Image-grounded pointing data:

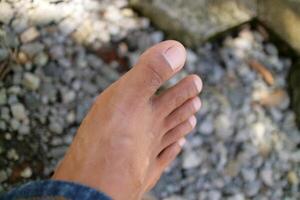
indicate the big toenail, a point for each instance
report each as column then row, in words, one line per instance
column 197, row 103
column 198, row 84
column 174, row 57
column 193, row 121
column 181, row 142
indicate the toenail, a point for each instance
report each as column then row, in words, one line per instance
column 181, row 142
column 197, row 103
column 174, row 57
column 198, row 84
column 193, row 121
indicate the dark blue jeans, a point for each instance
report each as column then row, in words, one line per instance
column 50, row 190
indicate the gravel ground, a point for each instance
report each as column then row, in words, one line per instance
column 58, row 55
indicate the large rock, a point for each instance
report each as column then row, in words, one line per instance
column 283, row 17
column 194, row 21
column 295, row 87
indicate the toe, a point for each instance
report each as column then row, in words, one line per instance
column 181, row 114
column 169, row 154
column 178, row 132
column 155, row 66
column 174, row 97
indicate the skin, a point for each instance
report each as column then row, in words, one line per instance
column 130, row 135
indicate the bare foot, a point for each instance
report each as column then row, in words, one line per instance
column 130, row 135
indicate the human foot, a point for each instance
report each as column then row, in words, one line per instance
column 130, row 135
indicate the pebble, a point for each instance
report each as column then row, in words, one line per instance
column 12, row 154
column 267, row 176
column 31, row 81
column 7, row 12
column 3, row 54
column 293, row 178
column 33, row 48
column 41, row 59
column 14, row 124
column 252, row 188
column 29, row 35
column 223, row 126
column 18, row 111
column 3, row 176
column 56, row 128
column 3, row 96
column 26, row 173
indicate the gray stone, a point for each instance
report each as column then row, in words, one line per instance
column 295, row 87
column 12, row 154
column 14, row 124
column 252, row 188
column 206, row 127
column 26, row 173
column 24, row 129
column 249, row 174
column 56, row 127
column 31, row 81
column 191, row 159
column 31, row 49
column 6, row 11
column 3, row 54
column 41, row 59
column 267, row 176
column 3, row 97
column 29, row 35
column 283, row 17
column 18, row 111
column 195, row 21
column 223, row 126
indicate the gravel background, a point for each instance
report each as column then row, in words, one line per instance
column 58, row 55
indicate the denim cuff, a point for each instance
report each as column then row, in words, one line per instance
column 53, row 189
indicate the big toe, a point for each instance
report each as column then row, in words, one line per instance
column 155, row 66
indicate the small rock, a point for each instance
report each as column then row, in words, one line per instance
column 31, row 81
column 56, row 127
column 223, row 126
column 293, row 178
column 68, row 96
column 206, row 127
column 214, row 195
column 31, row 49
column 3, row 54
column 191, row 160
column 12, row 154
column 3, row 97
column 252, row 188
column 24, row 129
column 7, row 12
column 14, row 124
column 29, row 35
column 26, row 173
column 40, row 59
column 18, row 111
column 267, row 176
column 249, row 174
column 68, row 25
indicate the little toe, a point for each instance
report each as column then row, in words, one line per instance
column 169, row 154
column 175, row 96
column 182, row 113
column 178, row 132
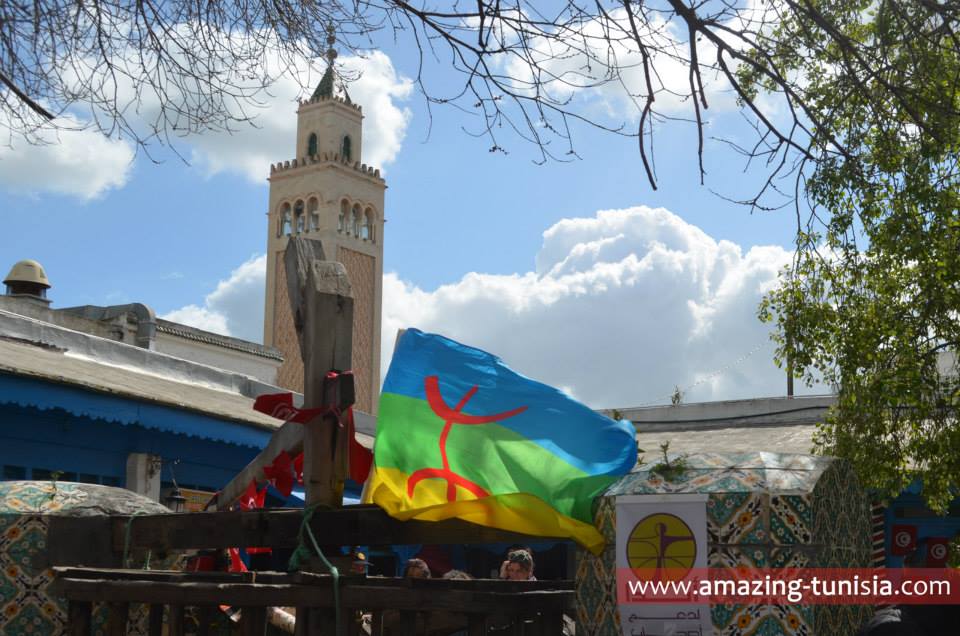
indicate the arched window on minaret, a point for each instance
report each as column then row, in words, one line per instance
column 357, row 216
column 313, row 213
column 283, row 228
column 366, row 230
column 343, row 223
column 299, row 219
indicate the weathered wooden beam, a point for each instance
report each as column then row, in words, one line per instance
column 352, row 525
column 288, row 437
column 321, row 301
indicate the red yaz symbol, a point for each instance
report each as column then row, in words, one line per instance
column 452, row 416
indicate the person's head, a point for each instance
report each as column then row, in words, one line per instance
column 458, row 574
column 416, row 569
column 519, row 566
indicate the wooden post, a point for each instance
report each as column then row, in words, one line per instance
column 79, row 617
column 253, row 621
column 156, row 620
column 117, row 616
column 322, row 305
column 175, row 626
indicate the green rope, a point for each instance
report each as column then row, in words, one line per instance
column 302, row 553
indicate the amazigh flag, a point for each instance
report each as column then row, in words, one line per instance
column 459, row 434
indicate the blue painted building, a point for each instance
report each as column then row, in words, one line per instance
column 84, row 406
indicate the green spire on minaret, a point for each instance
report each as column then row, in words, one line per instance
column 325, row 88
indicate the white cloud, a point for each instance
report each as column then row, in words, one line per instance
column 234, row 308
column 251, row 148
column 623, row 306
column 64, row 158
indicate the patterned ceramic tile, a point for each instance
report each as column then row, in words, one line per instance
column 25, row 606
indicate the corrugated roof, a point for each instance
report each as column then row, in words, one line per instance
column 45, row 363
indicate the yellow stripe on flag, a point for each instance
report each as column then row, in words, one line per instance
column 516, row 512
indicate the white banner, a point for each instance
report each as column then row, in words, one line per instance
column 655, row 532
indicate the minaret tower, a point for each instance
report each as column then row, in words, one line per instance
column 327, row 193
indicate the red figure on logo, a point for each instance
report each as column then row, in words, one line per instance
column 452, row 416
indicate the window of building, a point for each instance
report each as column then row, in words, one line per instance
column 357, row 216
column 284, row 228
column 366, row 230
column 313, row 212
column 299, row 219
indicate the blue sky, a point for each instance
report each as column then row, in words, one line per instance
column 467, row 231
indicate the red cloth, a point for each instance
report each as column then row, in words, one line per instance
column 360, row 458
column 251, row 499
column 280, row 473
column 280, row 406
column 236, row 563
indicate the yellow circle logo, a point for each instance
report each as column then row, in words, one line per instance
column 661, row 547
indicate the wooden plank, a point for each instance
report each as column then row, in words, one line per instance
column 117, row 616
column 277, row 595
column 288, row 437
column 78, row 540
column 204, row 614
column 303, row 622
column 321, row 301
column 79, row 617
column 175, row 620
column 322, row 622
column 352, row 525
column 155, row 621
column 253, row 620
column 311, row 578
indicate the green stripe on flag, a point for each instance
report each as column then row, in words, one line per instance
column 496, row 458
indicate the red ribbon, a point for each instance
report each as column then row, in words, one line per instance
column 251, row 499
column 280, row 473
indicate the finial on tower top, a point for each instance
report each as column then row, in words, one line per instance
column 326, row 87
column 331, row 40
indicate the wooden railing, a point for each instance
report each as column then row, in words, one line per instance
column 395, row 606
column 390, row 606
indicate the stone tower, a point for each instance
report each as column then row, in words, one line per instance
column 328, row 193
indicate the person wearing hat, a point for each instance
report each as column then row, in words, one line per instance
column 519, row 566
column 360, row 564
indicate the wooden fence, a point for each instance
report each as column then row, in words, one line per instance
column 391, row 606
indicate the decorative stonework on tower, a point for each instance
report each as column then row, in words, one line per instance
column 327, row 193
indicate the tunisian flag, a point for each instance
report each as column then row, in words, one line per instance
column 280, row 405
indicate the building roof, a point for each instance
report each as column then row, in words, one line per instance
column 775, row 425
column 741, row 472
column 27, row 360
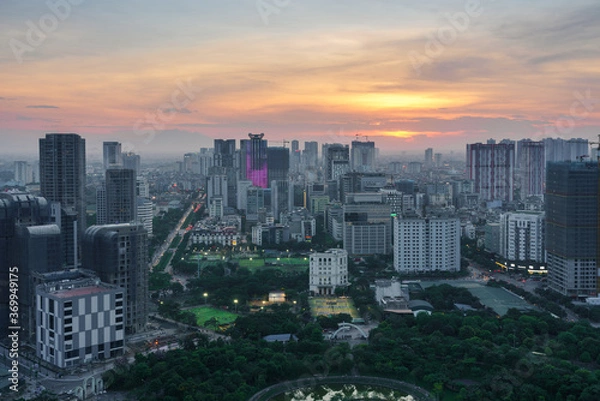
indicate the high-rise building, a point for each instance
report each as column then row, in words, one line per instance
column 131, row 161
column 62, row 179
column 121, row 197
column 29, row 242
column 295, row 156
column 522, row 236
column 428, row 157
column 560, row 150
column 311, row 154
column 112, row 155
column 278, row 162
column 23, row 172
column 531, row 167
column 328, row 270
column 492, row 167
column 337, row 160
column 367, row 226
column 363, row 156
column 422, row 245
column 118, row 253
column 254, row 160
column 224, row 152
column 572, row 227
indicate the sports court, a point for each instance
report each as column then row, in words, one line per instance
column 499, row 299
column 326, row 306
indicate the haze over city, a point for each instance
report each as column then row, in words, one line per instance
column 169, row 77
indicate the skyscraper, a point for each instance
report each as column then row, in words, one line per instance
column 363, row 156
column 492, row 167
column 311, row 154
column 118, row 253
column 112, row 156
column 131, row 161
column 62, row 179
column 532, row 168
column 337, row 160
column 278, row 162
column 428, row 157
column 572, row 227
column 121, row 198
column 254, row 160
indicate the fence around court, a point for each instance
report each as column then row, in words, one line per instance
column 418, row 393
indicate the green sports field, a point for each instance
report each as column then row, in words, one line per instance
column 328, row 306
column 283, row 263
column 204, row 313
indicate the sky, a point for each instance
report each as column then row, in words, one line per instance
column 169, row 77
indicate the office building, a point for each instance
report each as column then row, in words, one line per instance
column 572, row 227
column 23, row 172
column 337, row 160
column 278, row 162
column 531, row 168
column 311, row 154
column 31, row 243
column 253, row 164
column 62, row 179
column 79, row 321
column 121, row 196
column 131, row 161
column 367, row 226
column 363, row 156
column 428, row 161
column 118, row 254
column 328, row 271
column 492, row 168
column 522, row 236
column 111, row 155
column 426, row 244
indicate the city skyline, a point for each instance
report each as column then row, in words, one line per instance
column 164, row 78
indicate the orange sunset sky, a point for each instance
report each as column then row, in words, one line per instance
column 169, row 77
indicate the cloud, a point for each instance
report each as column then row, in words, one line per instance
column 42, row 106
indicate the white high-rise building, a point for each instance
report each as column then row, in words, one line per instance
column 522, row 236
column 422, row 245
column 328, row 271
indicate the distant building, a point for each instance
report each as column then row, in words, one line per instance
column 426, row 244
column 492, row 167
column 522, row 236
column 328, row 271
column 111, row 155
column 79, row 321
column 363, row 156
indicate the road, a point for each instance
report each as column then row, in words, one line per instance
column 167, row 243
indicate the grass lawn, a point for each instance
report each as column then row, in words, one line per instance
column 327, row 306
column 204, row 313
column 284, row 264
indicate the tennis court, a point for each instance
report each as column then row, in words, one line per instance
column 332, row 306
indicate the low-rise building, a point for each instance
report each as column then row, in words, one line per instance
column 328, row 271
column 79, row 321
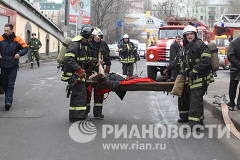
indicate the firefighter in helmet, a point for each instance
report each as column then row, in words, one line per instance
column 34, row 44
column 195, row 65
column 78, row 64
column 128, row 53
column 99, row 46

## Work to complete
Please return only the lines from the top of the data through the line with "indicate the gravel ground, a", exactly as written, and drop every picture.

## Exercise answer
indicate the big toenail, a point for each instance
report each as column then row, in words, one line per instance
column 197, row 103
column 198, row 84
column 174, row 57
column 193, row 121
column 181, row 142
indicate the toenail, a point for each instance
report each as column then row, in words, one line per instance
column 181, row 142
column 197, row 103
column 174, row 57
column 198, row 84
column 193, row 121
indicate the dark blue jeans, a point for each instance
report each as column then row, in words, one line per instance
column 50, row 190
indicate the gravel ground, a point for each instance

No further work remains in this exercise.